▶ _Challenge_: Set down the data below verbatim, starting at the line that contains "Target: brown grass field" and continuing through the end of the data, both of those lines included.

Dataset entries:
------------------------------

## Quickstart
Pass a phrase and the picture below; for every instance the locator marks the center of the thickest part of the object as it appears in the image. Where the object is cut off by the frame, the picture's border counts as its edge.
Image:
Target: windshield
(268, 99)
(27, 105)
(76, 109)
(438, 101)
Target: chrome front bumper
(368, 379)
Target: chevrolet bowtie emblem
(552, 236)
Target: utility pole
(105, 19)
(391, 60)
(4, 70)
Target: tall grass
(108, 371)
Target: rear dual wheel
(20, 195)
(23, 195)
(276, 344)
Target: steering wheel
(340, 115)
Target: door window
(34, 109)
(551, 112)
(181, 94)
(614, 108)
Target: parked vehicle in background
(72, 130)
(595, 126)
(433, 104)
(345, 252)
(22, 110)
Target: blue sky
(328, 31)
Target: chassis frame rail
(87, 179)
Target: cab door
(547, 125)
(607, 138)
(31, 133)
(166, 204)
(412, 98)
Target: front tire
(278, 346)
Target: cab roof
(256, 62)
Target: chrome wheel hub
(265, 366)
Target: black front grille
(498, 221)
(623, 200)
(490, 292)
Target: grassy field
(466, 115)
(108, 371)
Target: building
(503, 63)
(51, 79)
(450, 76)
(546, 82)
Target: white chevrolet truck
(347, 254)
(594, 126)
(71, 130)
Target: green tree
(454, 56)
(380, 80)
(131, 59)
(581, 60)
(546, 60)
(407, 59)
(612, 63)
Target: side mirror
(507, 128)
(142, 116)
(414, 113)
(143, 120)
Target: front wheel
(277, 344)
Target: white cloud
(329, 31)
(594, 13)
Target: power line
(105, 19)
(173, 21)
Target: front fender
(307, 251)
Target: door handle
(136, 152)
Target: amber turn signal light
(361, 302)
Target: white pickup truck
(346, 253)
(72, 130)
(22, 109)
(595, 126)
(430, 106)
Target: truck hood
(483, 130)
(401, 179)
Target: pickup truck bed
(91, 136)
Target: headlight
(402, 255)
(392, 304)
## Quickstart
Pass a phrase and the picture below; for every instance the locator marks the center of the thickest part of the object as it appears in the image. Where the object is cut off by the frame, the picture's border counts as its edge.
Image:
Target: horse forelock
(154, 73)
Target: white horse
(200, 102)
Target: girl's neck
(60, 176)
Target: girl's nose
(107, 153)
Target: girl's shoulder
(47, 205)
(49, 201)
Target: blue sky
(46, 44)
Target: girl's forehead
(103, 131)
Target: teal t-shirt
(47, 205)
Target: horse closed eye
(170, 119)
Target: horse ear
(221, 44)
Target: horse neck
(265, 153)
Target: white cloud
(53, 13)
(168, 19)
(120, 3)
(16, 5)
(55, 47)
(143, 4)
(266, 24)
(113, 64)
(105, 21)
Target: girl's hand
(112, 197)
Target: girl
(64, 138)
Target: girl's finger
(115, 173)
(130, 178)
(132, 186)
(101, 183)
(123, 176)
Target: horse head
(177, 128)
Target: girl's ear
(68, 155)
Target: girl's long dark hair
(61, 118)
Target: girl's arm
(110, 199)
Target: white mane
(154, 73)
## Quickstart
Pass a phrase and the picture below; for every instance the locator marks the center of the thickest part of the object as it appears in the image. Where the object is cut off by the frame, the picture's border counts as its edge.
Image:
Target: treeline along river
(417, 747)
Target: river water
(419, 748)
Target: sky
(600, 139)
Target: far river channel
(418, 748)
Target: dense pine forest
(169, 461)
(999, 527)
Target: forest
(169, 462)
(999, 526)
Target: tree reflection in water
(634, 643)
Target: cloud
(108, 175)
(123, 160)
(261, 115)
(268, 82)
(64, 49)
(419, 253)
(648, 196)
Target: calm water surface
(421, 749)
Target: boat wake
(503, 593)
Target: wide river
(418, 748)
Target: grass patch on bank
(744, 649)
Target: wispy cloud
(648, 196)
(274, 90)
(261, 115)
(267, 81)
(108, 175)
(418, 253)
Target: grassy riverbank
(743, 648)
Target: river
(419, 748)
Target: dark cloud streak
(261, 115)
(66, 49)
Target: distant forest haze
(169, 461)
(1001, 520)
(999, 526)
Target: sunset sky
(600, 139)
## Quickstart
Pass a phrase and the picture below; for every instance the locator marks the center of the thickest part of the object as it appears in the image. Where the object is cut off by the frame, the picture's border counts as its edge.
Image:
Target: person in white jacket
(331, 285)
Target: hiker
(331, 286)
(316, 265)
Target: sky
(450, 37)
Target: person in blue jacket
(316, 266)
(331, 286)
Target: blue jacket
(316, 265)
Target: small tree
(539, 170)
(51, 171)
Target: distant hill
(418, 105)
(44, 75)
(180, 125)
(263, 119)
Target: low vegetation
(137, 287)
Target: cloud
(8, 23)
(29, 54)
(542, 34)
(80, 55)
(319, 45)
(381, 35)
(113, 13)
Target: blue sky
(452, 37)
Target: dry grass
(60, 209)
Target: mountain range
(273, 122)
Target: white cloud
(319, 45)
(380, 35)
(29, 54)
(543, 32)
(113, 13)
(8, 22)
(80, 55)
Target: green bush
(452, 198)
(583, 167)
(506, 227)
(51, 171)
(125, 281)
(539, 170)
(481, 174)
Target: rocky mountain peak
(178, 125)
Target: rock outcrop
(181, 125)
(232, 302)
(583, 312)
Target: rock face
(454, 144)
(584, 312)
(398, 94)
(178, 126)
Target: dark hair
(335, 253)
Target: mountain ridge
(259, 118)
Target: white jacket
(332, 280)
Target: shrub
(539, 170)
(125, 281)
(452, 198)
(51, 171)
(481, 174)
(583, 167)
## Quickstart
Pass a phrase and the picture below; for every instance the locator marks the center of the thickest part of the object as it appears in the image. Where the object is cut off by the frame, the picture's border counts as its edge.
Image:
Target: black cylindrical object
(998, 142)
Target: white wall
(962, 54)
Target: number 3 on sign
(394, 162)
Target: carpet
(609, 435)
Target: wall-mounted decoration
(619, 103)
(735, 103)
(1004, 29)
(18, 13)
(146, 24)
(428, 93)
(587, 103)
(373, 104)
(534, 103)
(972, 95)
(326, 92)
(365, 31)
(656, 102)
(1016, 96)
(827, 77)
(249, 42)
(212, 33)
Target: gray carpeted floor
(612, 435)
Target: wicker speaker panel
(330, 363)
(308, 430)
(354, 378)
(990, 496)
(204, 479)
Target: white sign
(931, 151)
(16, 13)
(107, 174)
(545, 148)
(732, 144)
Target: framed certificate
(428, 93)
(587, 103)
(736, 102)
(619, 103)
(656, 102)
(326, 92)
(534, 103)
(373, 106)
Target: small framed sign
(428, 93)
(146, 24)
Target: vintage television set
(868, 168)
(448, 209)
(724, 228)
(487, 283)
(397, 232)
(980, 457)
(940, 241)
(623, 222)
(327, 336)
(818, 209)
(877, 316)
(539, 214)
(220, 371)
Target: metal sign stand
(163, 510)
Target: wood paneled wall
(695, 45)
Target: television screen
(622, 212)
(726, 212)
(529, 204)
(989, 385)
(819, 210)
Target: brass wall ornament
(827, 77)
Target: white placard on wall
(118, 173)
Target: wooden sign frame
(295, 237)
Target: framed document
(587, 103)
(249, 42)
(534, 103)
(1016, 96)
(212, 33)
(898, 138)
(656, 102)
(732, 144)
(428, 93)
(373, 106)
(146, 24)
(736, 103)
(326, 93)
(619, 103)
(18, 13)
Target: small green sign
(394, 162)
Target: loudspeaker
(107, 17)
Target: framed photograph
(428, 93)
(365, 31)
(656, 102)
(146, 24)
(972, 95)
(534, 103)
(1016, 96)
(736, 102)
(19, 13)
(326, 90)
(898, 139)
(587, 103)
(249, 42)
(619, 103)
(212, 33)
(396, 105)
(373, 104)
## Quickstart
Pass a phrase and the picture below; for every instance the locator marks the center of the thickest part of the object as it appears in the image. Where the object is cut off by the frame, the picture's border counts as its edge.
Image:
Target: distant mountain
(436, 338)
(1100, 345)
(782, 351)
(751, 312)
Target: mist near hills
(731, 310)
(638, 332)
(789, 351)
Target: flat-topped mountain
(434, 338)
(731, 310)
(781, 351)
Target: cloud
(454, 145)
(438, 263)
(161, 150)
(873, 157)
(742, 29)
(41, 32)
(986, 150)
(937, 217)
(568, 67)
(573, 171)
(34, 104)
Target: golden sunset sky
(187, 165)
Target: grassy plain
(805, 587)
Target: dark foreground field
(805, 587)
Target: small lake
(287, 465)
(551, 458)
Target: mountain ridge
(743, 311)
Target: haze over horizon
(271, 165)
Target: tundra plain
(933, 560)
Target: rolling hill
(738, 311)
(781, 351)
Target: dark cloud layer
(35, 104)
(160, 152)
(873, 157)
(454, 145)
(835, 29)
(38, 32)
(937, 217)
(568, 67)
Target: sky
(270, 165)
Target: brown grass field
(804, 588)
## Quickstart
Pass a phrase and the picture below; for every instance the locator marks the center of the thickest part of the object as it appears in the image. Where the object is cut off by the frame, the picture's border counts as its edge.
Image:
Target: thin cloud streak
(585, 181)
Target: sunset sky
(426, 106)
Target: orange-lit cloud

------------------------------

▶ _Task solution_:
Target: brown grass field
(804, 588)
## Quickstart
Pass a phrase and the picture below; for every instance the locator marks the center of the thickest part of the object as it appears in the image. Where the object is cut off by the frame, the picture's border counts as its edge.
Image:
Target: thin cloud streak
(585, 181)
Target: sunset sky
(426, 106)
Target: orange-lit cloud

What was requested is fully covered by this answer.